What you need to do: Express the entries, from the first line through the line holding "[322,293,400,386]" inclusive, as a JSON list of strings with one string for each line. Omit blank lines and leave the pictures out.

(Records excerpted from a collection)
^^^^^^^^^^^^^^^^

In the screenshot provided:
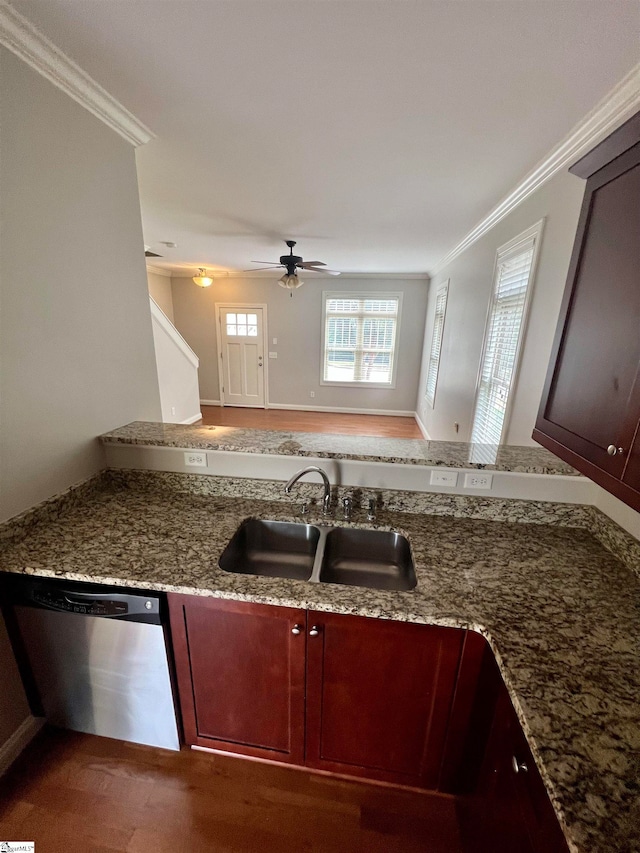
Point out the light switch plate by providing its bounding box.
[429,471,458,487]
[184,450,207,468]
[464,471,493,489]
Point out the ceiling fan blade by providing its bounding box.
[304,267,342,275]
[242,261,282,272]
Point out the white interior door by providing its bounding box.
[218,305,265,408]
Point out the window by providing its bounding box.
[424,279,449,409]
[471,221,543,444]
[227,314,258,338]
[321,293,402,388]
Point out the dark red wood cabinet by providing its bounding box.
[533,106,640,510]
[451,635,568,853]
[306,611,464,789]
[169,595,464,788]
[168,595,306,764]
[168,594,567,853]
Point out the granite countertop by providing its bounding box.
[0,481,640,853]
[100,421,580,476]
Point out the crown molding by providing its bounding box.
[170,267,429,283]
[430,63,640,276]
[0,0,154,146]
[147,264,171,278]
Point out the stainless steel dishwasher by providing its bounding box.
[9,577,180,749]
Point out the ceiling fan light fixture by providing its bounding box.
[193,267,213,287]
[278,273,304,290]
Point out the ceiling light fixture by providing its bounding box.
[278,272,304,290]
[193,267,213,287]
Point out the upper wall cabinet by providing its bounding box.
[533,113,640,510]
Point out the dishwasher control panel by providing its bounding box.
[31,589,129,616]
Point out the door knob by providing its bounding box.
[607,444,624,456]
[511,755,529,773]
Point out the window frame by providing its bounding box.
[469,218,545,445]
[320,290,403,390]
[424,279,451,409]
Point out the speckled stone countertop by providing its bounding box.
[0,477,640,853]
[100,421,579,476]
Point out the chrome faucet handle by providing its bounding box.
[342,495,353,521]
[367,498,376,521]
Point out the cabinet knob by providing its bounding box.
[607,444,624,456]
[511,755,529,773]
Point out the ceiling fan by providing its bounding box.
[244,240,340,290]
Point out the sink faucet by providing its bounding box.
[284,465,331,515]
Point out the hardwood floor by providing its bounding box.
[201,406,422,438]
[0,728,460,853]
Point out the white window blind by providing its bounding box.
[471,223,542,444]
[425,281,449,408]
[322,293,400,386]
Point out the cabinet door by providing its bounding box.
[306,611,464,788]
[534,136,640,507]
[459,684,568,853]
[169,595,306,763]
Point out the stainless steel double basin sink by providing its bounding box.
[220,518,416,590]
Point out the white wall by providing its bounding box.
[147,269,174,323]
[172,270,428,412]
[416,167,584,445]
[0,48,160,752]
[149,299,202,424]
[0,49,160,520]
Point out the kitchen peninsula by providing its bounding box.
[0,446,640,853]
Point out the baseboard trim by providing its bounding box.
[266,401,415,418]
[0,716,45,776]
[413,412,431,441]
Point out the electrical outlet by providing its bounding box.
[464,471,493,489]
[429,471,458,486]
[184,450,207,468]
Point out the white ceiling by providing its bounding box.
[12,0,640,272]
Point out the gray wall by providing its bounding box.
[0,49,160,520]
[0,48,160,746]
[416,172,584,445]
[172,270,428,412]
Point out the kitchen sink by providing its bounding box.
[220,518,416,591]
[220,518,320,580]
[319,527,416,590]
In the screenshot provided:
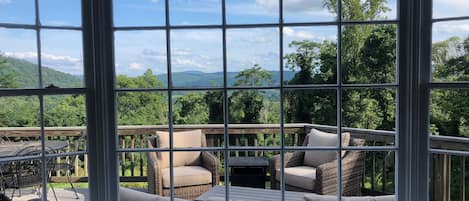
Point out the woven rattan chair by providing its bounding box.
[269,131,365,195]
[147,130,220,200]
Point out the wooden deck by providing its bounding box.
[6,188,89,201]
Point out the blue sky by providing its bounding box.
[0,0,469,76]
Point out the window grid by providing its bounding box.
[0,0,88,201]
[113,0,399,200]
[426,9,469,156]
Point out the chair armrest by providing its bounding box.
[315,151,364,195]
[201,151,220,185]
[269,152,304,189]
[147,152,163,195]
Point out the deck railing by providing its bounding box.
[0,123,469,198]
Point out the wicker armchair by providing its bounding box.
[270,133,365,195]
[147,130,220,200]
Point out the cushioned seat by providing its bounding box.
[161,166,212,188]
[119,187,185,201]
[275,166,316,190]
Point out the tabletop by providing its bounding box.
[0,140,68,158]
[195,186,305,201]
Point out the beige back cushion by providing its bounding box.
[304,129,350,167]
[156,130,202,168]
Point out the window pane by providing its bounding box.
[41,30,84,88]
[113,0,166,26]
[39,0,81,26]
[228,90,280,146]
[117,91,169,149]
[171,30,223,88]
[432,20,469,82]
[282,0,337,23]
[433,0,469,18]
[342,89,397,146]
[284,89,337,146]
[342,0,398,21]
[227,28,280,86]
[0,96,41,158]
[169,0,222,25]
[0,0,36,24]
[115,31,168,88]
[430,89,469,137]
[226,0,279,24]
[342,25,397,84]
[429,154,469,201]
[0,28,39,88]
[283,26,337,85]
[350,151,397,200]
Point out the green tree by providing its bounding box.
[229,64,272,123]
[0,54,19,88]
[117,70,168,125]
[174,93,209,124]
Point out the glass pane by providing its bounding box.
[115,31,168,88]
[171,30,223,88]
[350,151,397,200]
[169,0,222,25]
[283,26,337,85]
[0,96,41,158]
[284,89,338,146]
[227,150,281,190]
[227,28,280,86]
[0,28,39,88]
[113,0,166,26]
[117,92,168,149]
[0,0,36,24]
[432,20,469,82]
[39,0,81,26]
[282,0,337,23]
[172,91,224,147]
[342,89,397,146]
[433,0,469,18]
[430,89,469,138]
[340,0,398,21]
[342,25,397,84]
[429,154,469,201]
[226,0,279,24]
[228,90,280,146]
[41,30,84,88]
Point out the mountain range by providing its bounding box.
[0,55,295,88]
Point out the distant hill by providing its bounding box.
[0,55,83,88]
[157,71,295,87]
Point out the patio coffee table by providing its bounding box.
[195,186,305,201]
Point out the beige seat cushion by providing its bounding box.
[119,187,184,201]
[275,166,316,190]
[161,166,212,188]
[156,130,202,168]
[304,193,337,201]
[304,129,350,167]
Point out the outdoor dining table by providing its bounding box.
[0,140,69,158]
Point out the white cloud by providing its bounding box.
[283,27,315,40]
[4,52,83,75]
[129,62,143,70]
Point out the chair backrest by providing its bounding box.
[148,130,207,168]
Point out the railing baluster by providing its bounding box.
[130,135,135,176]
[459,156,466,201]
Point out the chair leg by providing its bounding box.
[67,170,80,200]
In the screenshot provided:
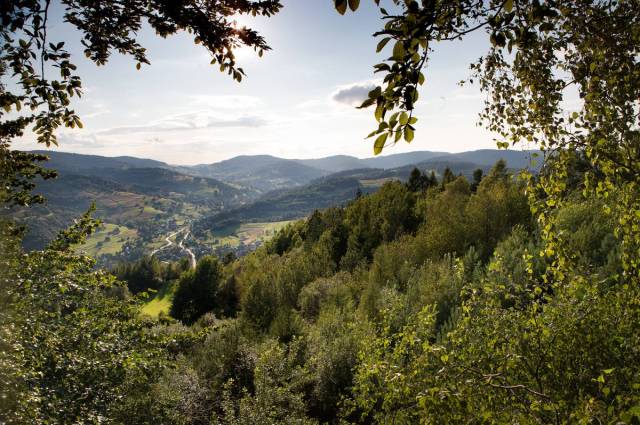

^^^^^^^^^^^^^^^^

The solution:
[
  "In the screenshot provided:",
  "Point out the light switch plate by providing its bounding box.",
  "[429,471,458,487]",
  "[184,450,207,468]",
  "[464,471,493,489]",
  "Point out the ceiling fan blade by providing its bounding box.",
  "[304,267,342,275]",
  "[242,261,282,272]",
  "Point out the white interior door by providing its bounding box.",
  "[218,305,265,408]",
  "Point out the window by providing its bounding box.",
  "[424,279,449,409]",
  "[471,221,543,444]",
  "[227,314,258,338]",
  "[321,293,402,388]",
  "Point out the dark red wood cabinet by providing its bounding box.",
  "[533,106,640,510]",
  "[451,635,568,853]",
  "[306,611,464,789]",
  "[169,595,464,788]",
  "[168,595,306,764]",
  "[168,594,567,853]",
  "Point out the granite countertop by providing its bounding box.",
  "[0,481,640,853]",
  "[100,421,580,476]",
  "Point out the crown molding by providing its bounding box.",
  "[170,267,429,283]",
  "[430,63,640,276]",
  "[0,0,154,146]",
  "[147,264,171,278]",
  "Point out the stainless steel dishwasher by providing its bounding box.",
  "[9,577,180,749]",
  "Point out the ceiling fan light fixture by providing its bounding box.",
  "[193,267,213,287]",
  "[278,273,304,290]",
  "Point out the ceiling light fixture by providing its bounding box.",
  "[278,272,304,290]",
  "[193,267,213,287]",
  "Point out the upper wall cabinet by providing its bounding box.",
  "[533,113,640,510]",
  "Point out the dishwasher control panel by providing its bounding box.",
  "[31,589,129,616]",
  "Point out the door knob by providing its bounding box.",
  "[607,444,624,456]",
  "[511,755,529,773]",
  "Point out the window frame by providing its bounding box.",
  "[469,218,545,445]",
  "[320,290,403,390]",
  "[424,279,451,409]",
  "Point out the speckled stone countertop by providing its bounding box.",
  "[0,477,640,853]",
  "[100,421,579,476]",
  "Point out the chrome faucet handle by providing its bounding box.",
  "[342,495,353,521]",
  "[367,498,376,521]",
  "Point out the cabinet knob by providing its bounding box.",
  "[607,444,624,456]",
  "[511,755,529,773]",
  "Point out the ceiling fan by providing its bounding box.",
  "[244,240,340,290]",
  "Point out the sink faucet by providing its bounding box.",
  "[284,465,331,515]",
  "Point out the hardwood floor by providing its bounding box.",
  "[201,406,422,438]",
  "[0,728,460,853]",
  "Point out the white window blind by providing its bounding box.",
  "[471,223,542,444]",
  "[425,281,449,408]",
  "[322,293,400,386]"
]